Problems and tasks =>
[1] Decide whether each statement agrees with the mower forum thread: (a) mowww sold the Masport mower; (b) mowww got the Masport for $400; (c) mowww uses the Exmark when the grass is too long. Answer yes or no for each, and quote the deciding words from the thread.
[2] Pick up the mower forum thread after its final line and continue it.

Source extract =>
====
With the rear roller being the propelling device did you notice any slipping?


----------



## ctrav (Aug 18, 2018)

mowww said:


> I think you are going to love it. Had mine for two seasons and it is easy to handle, cuts great, and stripes beautifully.


Why did you get ride of it?


----------



## mowww (Jan 16, 2018)

@ctrav I should have said "have had". I still have it. I am in the process of a long term move so it is in storage but got to using a reel and made some trades that put me with an Exmark 30 so I tend to use the Swardman and Exmark if I need vac or grass is too long. Picked up the Masport for $400 from a dealer that had one in stock for 3 years- so he gave me a deal. Love the mower, would be tough to part with.


----------



## ctrav (Aug 18, 2018)

mowww said:


> @ctrav I should have said "have had". I still have it. I am in the process of a long term move so it is in storage but got to using a reel and made some trades that put me with an Exmark 30 so I tend to use the Swardman and Exmark if I need vac or grass is too long. Picked up the Masport for $400 from a dealer that had one in stock for 3 years- so he gave me a deal. Love the mower, would be tough to part with.


check PM


----------



## ENC_Lawn (Sep 9, 2018)

@Ware Sorry...to bump and old thread.

But your lawn looked pretty good....actually it looked great from the lawn being cut with this rotary.

Did you notice any yellowing or the lawn not looking as good a couple of days "after" you had cut the lawn with the mower?

Thanks


----------



## Ware (Jan 28, 2017)

ENC_Lawn said:


> @Ware Sorry...to bump and old thread.
> 
> But your lawn looked pretty good....actually it looked great from the lawn being cut with this rotary.
> 
> ...


No, sorry I did not.


----------



## ENC_Lawn (Sep 9, 2018)
====
Entries =>
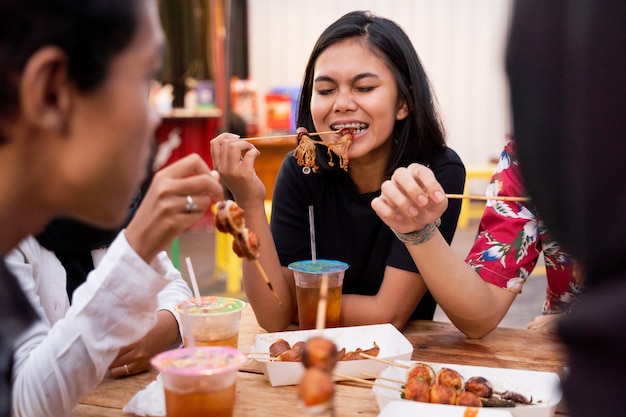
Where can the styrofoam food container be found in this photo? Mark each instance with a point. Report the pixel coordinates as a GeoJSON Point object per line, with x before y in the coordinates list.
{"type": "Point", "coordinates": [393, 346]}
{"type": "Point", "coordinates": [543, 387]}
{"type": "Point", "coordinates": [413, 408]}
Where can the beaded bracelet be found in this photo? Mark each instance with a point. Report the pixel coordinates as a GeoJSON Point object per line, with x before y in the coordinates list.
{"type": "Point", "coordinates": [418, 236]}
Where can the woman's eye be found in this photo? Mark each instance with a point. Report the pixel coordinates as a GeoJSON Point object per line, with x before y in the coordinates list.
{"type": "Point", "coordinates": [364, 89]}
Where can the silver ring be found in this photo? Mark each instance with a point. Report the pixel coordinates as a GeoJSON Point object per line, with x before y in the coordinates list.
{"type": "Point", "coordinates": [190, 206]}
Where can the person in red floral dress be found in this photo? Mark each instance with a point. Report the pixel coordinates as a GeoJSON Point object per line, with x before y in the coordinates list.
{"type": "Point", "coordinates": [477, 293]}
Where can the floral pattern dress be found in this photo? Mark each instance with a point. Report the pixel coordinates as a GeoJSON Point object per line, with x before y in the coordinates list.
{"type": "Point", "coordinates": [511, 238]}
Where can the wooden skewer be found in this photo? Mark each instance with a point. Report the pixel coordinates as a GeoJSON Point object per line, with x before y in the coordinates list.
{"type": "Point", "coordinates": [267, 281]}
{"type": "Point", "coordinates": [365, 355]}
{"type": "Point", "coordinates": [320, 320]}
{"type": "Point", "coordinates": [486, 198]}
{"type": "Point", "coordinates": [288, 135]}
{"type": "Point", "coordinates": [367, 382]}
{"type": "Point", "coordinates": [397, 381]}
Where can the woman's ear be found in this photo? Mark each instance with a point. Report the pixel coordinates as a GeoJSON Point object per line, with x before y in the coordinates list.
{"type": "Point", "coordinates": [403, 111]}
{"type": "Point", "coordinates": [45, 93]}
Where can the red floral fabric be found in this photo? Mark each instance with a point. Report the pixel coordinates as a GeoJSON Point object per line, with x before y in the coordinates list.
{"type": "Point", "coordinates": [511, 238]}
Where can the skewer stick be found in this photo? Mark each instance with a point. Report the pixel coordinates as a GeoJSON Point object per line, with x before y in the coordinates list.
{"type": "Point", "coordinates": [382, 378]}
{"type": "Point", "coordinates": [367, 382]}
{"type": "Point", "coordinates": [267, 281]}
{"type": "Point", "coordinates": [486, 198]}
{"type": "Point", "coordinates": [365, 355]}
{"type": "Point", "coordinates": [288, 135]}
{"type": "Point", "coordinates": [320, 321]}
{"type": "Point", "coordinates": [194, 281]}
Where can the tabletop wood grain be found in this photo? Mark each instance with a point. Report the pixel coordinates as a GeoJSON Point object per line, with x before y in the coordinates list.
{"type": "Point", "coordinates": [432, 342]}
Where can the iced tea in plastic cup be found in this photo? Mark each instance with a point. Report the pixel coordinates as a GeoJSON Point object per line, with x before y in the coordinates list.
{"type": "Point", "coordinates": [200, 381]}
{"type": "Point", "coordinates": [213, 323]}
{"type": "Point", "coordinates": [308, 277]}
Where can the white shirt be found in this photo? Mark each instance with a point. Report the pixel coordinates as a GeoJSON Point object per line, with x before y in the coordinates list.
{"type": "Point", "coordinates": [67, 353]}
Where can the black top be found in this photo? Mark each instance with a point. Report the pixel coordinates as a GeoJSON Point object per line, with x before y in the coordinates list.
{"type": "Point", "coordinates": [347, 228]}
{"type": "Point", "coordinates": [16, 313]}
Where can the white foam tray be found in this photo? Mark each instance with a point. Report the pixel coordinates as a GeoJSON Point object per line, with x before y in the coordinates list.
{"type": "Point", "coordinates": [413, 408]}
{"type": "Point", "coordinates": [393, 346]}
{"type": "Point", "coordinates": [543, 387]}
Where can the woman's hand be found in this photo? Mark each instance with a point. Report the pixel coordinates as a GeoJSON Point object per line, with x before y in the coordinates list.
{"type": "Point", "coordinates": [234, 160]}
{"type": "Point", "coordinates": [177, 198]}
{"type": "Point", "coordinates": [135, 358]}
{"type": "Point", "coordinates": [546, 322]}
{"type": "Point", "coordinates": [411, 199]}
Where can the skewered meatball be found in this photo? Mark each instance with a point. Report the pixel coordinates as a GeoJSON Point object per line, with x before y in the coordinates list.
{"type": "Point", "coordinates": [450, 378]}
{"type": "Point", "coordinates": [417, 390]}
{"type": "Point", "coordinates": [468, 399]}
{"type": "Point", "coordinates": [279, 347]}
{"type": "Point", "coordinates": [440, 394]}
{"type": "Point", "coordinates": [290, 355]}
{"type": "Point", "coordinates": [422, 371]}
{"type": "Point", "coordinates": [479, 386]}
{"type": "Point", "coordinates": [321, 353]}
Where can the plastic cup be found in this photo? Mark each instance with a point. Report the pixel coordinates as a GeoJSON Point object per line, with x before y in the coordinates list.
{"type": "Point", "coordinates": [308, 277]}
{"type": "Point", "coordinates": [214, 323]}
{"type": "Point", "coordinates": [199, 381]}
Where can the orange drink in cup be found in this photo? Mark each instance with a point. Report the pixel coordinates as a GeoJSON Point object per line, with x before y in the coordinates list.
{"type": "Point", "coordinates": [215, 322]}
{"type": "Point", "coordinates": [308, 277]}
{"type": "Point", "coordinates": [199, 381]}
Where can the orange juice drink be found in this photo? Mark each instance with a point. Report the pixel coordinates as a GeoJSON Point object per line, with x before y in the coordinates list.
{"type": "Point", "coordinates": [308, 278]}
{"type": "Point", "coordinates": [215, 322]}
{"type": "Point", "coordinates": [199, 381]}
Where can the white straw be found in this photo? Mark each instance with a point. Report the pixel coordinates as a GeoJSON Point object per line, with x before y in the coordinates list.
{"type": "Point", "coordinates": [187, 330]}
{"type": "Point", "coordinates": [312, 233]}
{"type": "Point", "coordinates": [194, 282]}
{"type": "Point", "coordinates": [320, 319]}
====
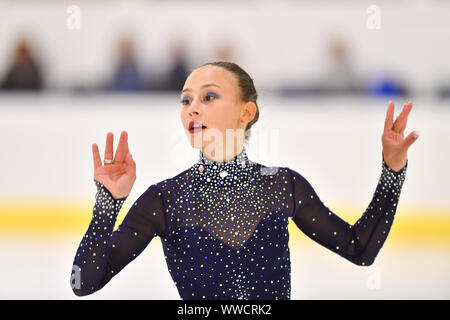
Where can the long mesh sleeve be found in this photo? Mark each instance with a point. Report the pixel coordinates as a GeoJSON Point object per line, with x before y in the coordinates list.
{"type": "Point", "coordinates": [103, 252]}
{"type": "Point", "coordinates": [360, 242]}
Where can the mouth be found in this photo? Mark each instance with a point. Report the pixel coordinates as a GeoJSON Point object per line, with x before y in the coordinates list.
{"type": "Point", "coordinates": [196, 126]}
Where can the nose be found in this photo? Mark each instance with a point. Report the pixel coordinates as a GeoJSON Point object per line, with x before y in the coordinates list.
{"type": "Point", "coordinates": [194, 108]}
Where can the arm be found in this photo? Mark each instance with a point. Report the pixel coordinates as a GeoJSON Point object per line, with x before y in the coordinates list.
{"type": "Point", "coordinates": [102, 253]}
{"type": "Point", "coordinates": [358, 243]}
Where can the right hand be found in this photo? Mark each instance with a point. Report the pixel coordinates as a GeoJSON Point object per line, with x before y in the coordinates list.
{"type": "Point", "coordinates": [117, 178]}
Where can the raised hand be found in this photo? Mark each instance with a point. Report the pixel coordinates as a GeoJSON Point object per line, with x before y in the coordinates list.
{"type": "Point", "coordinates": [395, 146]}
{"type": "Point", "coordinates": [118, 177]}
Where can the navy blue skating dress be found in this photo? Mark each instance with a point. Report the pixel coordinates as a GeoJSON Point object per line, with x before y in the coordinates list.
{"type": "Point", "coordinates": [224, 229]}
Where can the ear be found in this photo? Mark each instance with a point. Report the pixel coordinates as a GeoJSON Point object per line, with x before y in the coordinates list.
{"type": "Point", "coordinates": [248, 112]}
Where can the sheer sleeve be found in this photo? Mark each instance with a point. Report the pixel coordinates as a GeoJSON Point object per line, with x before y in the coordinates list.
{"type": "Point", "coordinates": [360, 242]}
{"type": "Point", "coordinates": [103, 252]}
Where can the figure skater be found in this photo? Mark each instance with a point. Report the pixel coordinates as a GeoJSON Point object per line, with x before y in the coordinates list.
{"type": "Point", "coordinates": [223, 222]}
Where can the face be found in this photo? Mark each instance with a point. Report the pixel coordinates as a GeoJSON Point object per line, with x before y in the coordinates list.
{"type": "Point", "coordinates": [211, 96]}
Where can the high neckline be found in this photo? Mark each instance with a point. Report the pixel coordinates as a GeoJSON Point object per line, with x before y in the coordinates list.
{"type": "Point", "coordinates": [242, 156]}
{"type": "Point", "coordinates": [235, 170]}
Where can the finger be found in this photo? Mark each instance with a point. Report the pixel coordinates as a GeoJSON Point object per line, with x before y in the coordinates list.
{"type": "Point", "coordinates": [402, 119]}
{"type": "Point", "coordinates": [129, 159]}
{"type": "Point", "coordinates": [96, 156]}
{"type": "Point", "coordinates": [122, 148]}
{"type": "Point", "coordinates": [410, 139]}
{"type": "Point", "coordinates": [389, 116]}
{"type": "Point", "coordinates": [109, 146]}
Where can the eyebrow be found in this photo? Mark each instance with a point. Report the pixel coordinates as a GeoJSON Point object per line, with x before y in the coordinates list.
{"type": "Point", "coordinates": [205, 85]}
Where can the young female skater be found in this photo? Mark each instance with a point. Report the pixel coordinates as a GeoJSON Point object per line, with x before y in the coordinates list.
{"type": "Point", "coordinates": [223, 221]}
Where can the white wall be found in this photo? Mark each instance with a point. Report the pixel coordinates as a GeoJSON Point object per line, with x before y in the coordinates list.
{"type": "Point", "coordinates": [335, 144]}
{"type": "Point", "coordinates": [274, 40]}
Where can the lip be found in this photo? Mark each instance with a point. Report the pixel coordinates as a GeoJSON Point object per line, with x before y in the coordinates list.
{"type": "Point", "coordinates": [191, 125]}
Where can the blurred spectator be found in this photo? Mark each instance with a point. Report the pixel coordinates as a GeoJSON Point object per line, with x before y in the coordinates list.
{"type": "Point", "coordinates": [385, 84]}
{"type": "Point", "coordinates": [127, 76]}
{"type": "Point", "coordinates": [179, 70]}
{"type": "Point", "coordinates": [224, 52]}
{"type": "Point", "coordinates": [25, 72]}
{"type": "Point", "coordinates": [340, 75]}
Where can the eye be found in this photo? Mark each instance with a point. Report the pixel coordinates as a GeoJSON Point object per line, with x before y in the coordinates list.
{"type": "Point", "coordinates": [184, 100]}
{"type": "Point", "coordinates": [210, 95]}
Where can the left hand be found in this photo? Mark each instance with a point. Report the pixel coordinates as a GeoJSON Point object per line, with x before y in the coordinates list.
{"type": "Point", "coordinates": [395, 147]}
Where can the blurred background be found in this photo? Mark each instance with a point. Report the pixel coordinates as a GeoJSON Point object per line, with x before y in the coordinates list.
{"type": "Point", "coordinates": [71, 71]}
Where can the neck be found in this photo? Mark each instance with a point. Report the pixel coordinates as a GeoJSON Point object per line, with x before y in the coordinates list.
====
Responses to the tasks =>
[1]
(a) No: "I still have it."
(b) Yes: "Picked up the Masport for $400 from a dealer that had one in stock for 3 years"
(c) Yes: "I tend to use the Swardman and Exmark if I need vac or grass is too long"

[2]
Ware said:


> ENC_Lawn said:
> 
> 
> > @Ware Sorry...to bump and old thread.
> ...


Ok...cool...so if I am reading your response correctly...cuting the lawn that low with a rotary worked out pretty good with this mower.

Thanks ware for the feedback! :thumbup:


----------



## Ware (Jan 28, 2017)

ENC_Lawn said:


> Ware said:
> 
> 
> > ENC_Lawn said:
> ...


Yes, it's not reel quality, but it cut nice for a rotary mower. My only gripe is it is bag only - no discharge.


----------



## mowww (Jan 16, 2018)

Ware said:


> Yes, it's not reel quality, but it cut nice for a rotary mower. My only gripe is it is bag only - no discharge.


To piggyback off Ware, you can discharge to some extent if you put a small clamp between the backplate and frame of the mower. I typically did that leaving a ~3" opening where grass would discharge downward toward your feet in the rear while protecting myself from a clear path from the blades to my shins. It isn't perfect but did alright.

Here it is wide open after my dad's mower broke down and we were bailing hay trying to catch up.


----------



## ENC_Lawn (Sep 9, 2018)

mowww said:


> Ware said:
> 
> 
> > Yes, it's not reel quality, but it cut nice for a rotary mower. My only gripe is it is bag only - no discharge.
> ...


Beautiful lawn! :thumbup:


----------



## DornochMac (Aug 8, 2017)

Have been using a reel mower for many years. Am now 75 years old and the maintenance on the mower is just getting a bit much and I cross cut each mow, so there is a lot of work. I am looking for an option for making mowing easier, maintenance more efficient and hopeful of maintaining the nice stripes I get with the reel mower (know it wont be the same). I have Bermuda 419 and keep it at about 3/4" most of the time. I have not seen many places to purchase the Masport Rotarola. Been in the golf business for more than 50 years and have been able to buy at wholesale pricing. Any recommendations? Found numerous options in Europe for less than 800 pounds, but not sure I would not get killed on shipping, even if I could get someone to try.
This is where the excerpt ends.